Rewrite each of the records with every occurrence of "mask" replaced by "region", leaving everything else unchanged.

* start *

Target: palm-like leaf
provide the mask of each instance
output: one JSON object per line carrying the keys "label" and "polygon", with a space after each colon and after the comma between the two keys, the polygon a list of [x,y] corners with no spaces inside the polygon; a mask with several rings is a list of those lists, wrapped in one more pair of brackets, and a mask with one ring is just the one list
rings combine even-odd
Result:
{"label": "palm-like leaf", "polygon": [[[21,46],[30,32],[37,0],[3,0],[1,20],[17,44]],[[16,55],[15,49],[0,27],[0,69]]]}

* end *

■ WRITTEN REPLY
Target: palm-like leaf
provide the region of each instance
output: one JSON object per line carrying the keys "label" and "polygon", with a space after each colon and after the comma between the two keys, the polygon a list of [x,y] corners with no spaces inside the polygon; a region with several rings is a list of those lists, wrapped in one more pair of brackets, and a region with one ring is just the one list
rings combine even-odd
Result:
{"label": "palm-like leaf", "polygon": [[[21,46],[30,32],[37,0],[3,0],[1,20],[17,44]],[[16,55],[15,49],[0,27],[0,69]]]}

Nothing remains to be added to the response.